Text provided -
++++++++++

This is a paper that I submitted in partial fulfilment of the requirements for the PhD in Wisdom Studies at Wisdom University, following on from a 5-day intensive on The Wisdom Factor: Sacred Leadership for a world in transition, hosted by Dr Will Taegel and Dr Judith Yost. 

 

Introduction

The first note that I made to myself just before this intensive started said “Sacred leadership creates the energetic, relational and material containers for spirit to do its work”. One of the last notes I made as Dr Will Taegel summarised the week was his suggestion that sacred leadership could be about letting the eco-field come through us, what I noted as “leading from the field”. My sense is that where the latter interpretation focuses on a surrender to the field and letting it work through us, the former suggests a co-creative role of the leader with the field. I believe that we are being called on as co-creators, and that our ability to contribute appropriately is dependent on our capacity for listening to the field. It is a yin-yang dance between surrender and creation. In fact, this very dynamic tension plays out in writing a paper like this, and a PhD dissertation, in which I as the author look to ground my position in existing published knowledge, whilst at the same time adding my own creative impulse and new ideas. In this paper I will explore the different qualities of sacred leadership that could enable this sensitivity and co-creativity to be present in a leader today.

“Field”

Given the importance of the “field” to our understanding of sacred leadership, it is worth spending some time defining what is meant by that. In Wild Heart, Dr Will Taegel (2010) describes what he calls an eco-field:

I define an eco-field as that region of influence which underlies a given ecology, a specific locale. The various eco-fields emerge out of a more profound field, itself emergent from the Primordial Mind. Within the specific environment energy, exchanges occur in such a manner as to encourage the resilience and evolution of the intertwined parts making up the greater whole. (p. 10)

Rupert Sheldrake (1981) describes what he calls morphogenetic fields as energetic fields which hold memories from the past creating patterns which influence probability in the present and future, relating to collectives (eg species of plants and animals, or groupings of people).  These fields “are responsible for the characteristic form and organization of systems at all levels of complexity” and “affect subsequent similar systems by a cumulative influence that acts across both space and time” (p. 3).

The difference between Sheldrake and Taegel’s fields is that eco-fields relate to specific physical locations whereas morphogenetic fields relate to collectives of organisms. They both hold memory of the past and literally in-form the present and future.

Alongside this sense of a field as something that holds memory and patterns that inform where we are and where we are going, there exists a pull from the future, the creative impulse of eros, the meaningful movement of telos towards oneness. An energetic field is a dynamic combination of existing patterns and movement towards uniqueness in wholeness (The Kybalion, 60-61). When we tune in to a field we can access both: existing knowledge and inspiration for taking the next steps into new territory.

Presencing Qualities of Sacred Leadership

I start with a description of the qualities that enable us to be present with the field and be guided by it. Later on I will look at qualities for co-creation.

++++++++++

Requests -
[A] In the paper on sacred leadership, how do Taegel's eco-fields differ from Sheldrake's morphogenetic fields?
[B] Write the next part of the paper on sacred leadership, picking up after its final sentence.

Stored data -
++++++++++

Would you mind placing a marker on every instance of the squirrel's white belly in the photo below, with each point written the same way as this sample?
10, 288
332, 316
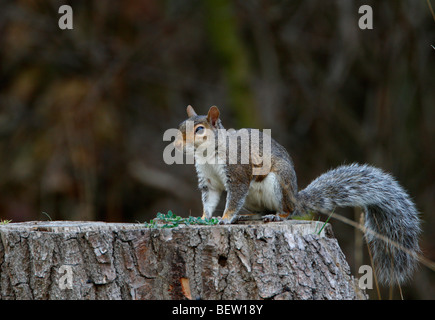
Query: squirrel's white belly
264, 195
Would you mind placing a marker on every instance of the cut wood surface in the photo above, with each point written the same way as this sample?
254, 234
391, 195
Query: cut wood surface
98, 260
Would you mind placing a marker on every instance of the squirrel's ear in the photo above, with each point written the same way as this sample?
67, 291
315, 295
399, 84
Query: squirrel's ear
190, 111
213, 115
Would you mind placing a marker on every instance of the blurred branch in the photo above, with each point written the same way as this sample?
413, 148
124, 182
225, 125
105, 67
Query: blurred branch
431, 9
161, 180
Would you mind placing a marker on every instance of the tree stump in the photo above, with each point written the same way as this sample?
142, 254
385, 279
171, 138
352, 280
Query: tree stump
97, 260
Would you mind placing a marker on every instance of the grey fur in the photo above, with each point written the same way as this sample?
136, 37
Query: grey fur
388, 209
391, 219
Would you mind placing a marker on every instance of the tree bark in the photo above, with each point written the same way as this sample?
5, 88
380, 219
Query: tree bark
97, 260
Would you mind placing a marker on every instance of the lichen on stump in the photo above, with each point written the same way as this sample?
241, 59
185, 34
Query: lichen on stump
97, 260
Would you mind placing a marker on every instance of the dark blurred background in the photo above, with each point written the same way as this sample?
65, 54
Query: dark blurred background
83, 111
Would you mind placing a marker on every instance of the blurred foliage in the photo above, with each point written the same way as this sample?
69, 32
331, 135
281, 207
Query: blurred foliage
83, 111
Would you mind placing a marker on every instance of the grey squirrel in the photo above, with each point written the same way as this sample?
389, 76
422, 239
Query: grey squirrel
389, 211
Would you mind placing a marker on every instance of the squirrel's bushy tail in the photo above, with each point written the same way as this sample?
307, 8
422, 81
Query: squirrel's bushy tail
389, 212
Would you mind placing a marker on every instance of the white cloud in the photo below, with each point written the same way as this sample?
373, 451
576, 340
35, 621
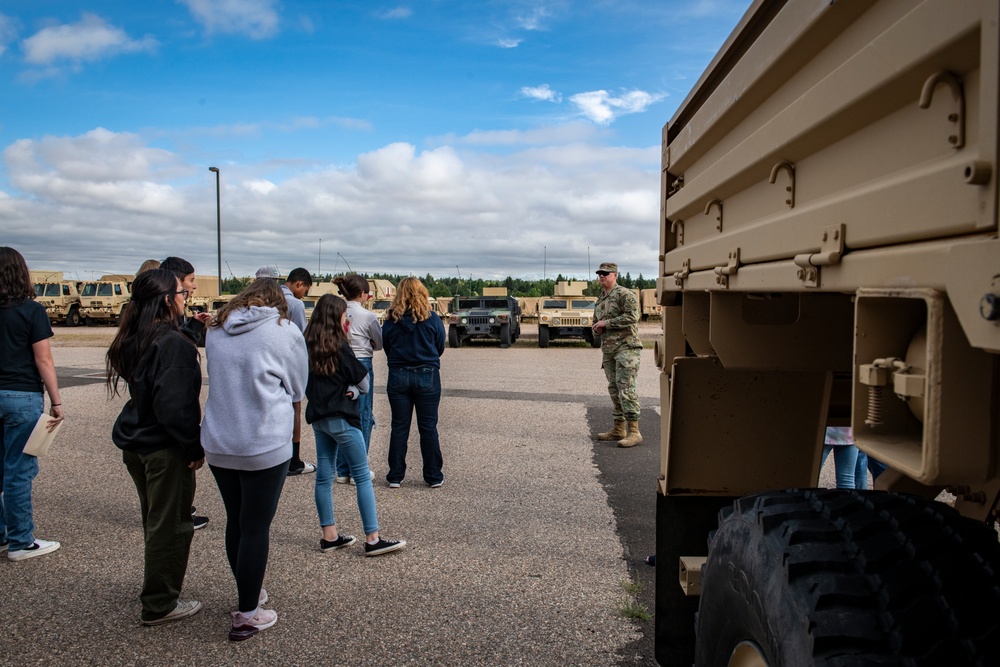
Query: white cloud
401, 12
92, 38
258, 19
114, 200
8, 32
542, 92
600, 107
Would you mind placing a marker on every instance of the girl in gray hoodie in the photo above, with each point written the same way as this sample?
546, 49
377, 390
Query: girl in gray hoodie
257, 367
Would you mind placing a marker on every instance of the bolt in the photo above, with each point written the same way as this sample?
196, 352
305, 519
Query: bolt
989, 307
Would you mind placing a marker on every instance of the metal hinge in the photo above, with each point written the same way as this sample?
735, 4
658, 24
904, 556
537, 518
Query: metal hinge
682, 275
831, 250
722, 273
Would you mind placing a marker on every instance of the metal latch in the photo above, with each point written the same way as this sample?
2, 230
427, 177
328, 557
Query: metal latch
690, 574
906, 384
722, 273
681, 276
831, 250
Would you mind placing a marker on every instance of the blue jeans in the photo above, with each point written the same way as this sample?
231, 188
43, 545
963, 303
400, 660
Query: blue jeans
412, 389
845, 458
335, 438
19, 410
367, 418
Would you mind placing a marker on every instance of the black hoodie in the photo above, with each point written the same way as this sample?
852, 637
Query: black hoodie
163, 409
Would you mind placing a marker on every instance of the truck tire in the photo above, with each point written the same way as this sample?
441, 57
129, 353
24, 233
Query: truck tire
827, 577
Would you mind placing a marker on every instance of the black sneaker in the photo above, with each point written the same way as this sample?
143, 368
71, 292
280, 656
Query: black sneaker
339, 543
383, 547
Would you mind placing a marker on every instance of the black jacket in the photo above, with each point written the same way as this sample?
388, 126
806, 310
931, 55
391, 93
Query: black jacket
163, 409
327, 393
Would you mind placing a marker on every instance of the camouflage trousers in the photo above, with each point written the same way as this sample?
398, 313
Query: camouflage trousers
622, 369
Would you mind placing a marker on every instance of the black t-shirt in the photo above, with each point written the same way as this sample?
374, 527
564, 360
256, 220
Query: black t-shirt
21, 326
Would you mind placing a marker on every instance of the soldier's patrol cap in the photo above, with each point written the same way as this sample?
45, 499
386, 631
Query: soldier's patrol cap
607, 267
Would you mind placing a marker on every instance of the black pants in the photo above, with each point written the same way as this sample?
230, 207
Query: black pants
251, 499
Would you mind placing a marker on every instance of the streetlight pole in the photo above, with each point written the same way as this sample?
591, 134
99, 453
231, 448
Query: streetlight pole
218, 222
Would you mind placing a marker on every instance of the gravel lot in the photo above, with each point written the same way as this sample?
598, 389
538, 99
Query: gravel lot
518, 560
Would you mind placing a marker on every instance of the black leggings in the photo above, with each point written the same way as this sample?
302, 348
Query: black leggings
251, 499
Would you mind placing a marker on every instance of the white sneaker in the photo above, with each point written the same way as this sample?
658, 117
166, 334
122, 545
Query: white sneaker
245, 628
39, 548
183, 609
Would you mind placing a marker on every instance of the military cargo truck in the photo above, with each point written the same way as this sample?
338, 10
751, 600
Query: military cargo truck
61, 300
495, 316
102, 300
829, 256
567, 314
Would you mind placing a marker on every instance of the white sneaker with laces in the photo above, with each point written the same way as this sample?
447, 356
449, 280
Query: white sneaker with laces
39, 548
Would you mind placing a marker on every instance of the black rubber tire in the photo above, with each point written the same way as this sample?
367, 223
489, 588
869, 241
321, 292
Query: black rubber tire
838, 578
543, 335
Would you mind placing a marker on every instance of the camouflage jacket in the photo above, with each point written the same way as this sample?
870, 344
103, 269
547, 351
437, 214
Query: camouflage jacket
619, 309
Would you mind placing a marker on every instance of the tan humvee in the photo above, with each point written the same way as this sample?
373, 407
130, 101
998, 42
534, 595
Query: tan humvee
102, 300
567, 314
829, 257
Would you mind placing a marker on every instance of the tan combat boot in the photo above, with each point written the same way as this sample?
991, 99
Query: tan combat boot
633, 438
616, 433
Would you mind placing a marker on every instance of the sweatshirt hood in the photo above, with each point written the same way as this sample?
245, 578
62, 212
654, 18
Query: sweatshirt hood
248, 319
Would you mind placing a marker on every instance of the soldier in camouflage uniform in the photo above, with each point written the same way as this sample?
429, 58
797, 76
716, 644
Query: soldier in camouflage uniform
616, 316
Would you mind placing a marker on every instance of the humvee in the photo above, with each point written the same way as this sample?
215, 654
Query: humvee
829, 256
568, 314
102, 300
484, 317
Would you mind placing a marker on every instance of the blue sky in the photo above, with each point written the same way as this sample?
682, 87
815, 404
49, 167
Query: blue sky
490, 138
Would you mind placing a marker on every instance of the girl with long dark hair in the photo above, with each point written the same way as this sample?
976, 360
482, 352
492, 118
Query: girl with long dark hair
365, 336
336, 379
26, 367
158, 432
258, 366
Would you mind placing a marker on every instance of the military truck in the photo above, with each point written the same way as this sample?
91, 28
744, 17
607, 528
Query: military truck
494, 316
829, 256
61, 300
102, 300
567, 314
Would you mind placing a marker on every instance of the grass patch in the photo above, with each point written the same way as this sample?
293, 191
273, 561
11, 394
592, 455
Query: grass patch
629, 607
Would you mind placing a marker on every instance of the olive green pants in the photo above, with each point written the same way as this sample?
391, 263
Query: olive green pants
166, 490
622, 369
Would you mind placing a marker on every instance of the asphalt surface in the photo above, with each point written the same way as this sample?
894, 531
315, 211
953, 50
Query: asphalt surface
519, 559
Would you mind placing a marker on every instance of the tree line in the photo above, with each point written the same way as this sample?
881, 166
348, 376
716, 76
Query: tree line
448, 287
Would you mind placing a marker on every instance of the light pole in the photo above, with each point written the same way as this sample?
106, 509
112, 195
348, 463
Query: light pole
218, 222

++++++++++

Outputs by task -
[A] Eco-fields relate to specific physical locations, whereas morphogenetic fields relate to collectives of organisms.

[B]
“Can you coax your mind from its wandering / and keep to the original oneness?” the Tao te Ching asks (Lao Tzu, 1999). This points to the place of inner stillness from which we can access field intelligence. The field is a field of potential energy, as described in quantum physics. The moment that we try to observe this “quantum” field with our cognitive mind, we bring it out of the potential wave form into coherent wave form, meaning that we can never actually access the quantum potential state with our cognition (Talbot 1991). This is why we need to still our analytical mind and light up our more intuitive senses to be able to access this field (Andeweg 2009). The Tao te Ching is essentially a guide to that state of being.

This concept has been popularised in the world of organisational development in recent years by the work of Joseph Jaworski, Peter Senge, Otto Scharmer and Betty Sue Flowers, as what they call “presencing” (Senge et al, 2004). It is what Scharmer calls the “blind spot of leadership”, that ability to find inner stillness and deep knowing that guides us to take wise and better informed decisions.

In Ervin Laszlo’s understanding of what he calls the Akashic Field (Laszlo 2004), there is a field that holds all the information that has ever existed and will ever exist. We can access any knowledge we want by attuning ourselves to this field and asking clearly what we want to know. To do this however requires that we activate our intuitive dimension and quiet our rational mind.

The rational mind does have a role in working with information gathered from an energetic field. Information from a field can come to us in many different forms. Sometimes in words, but also in images, feelings or other sensations. Each individual needs to work out what their energetic language is, and what different sensations actually tell us. This is where the rational mind comes in. Energy has many different qualities and functions, and to be able to interpret, communicate about and work with energy, we need to be able to discern those diverse qualities. Working with a shared conceptual framework of energetic terms, such as that developed by Hans Andeweg in his ECOtherapy practice (Andeweg 2009), enables us to work together in the energetic domain, exchanging our experiences and drawing conclusions.

The important thing is that we first access the sensation through our intuitive abilities and only after that engage our analytical mind to discern, translate and communicate what we have experienced. This was one of the main lessons learned by Dr Robert Jahn and Brenda Dunne in their 28 years of Princeton Engineering Anomalies Research (Jahn & Dunne 2005). They emphasised how important it was to apply their analytical filters only after all the subjective intuitive data had been completely relayed.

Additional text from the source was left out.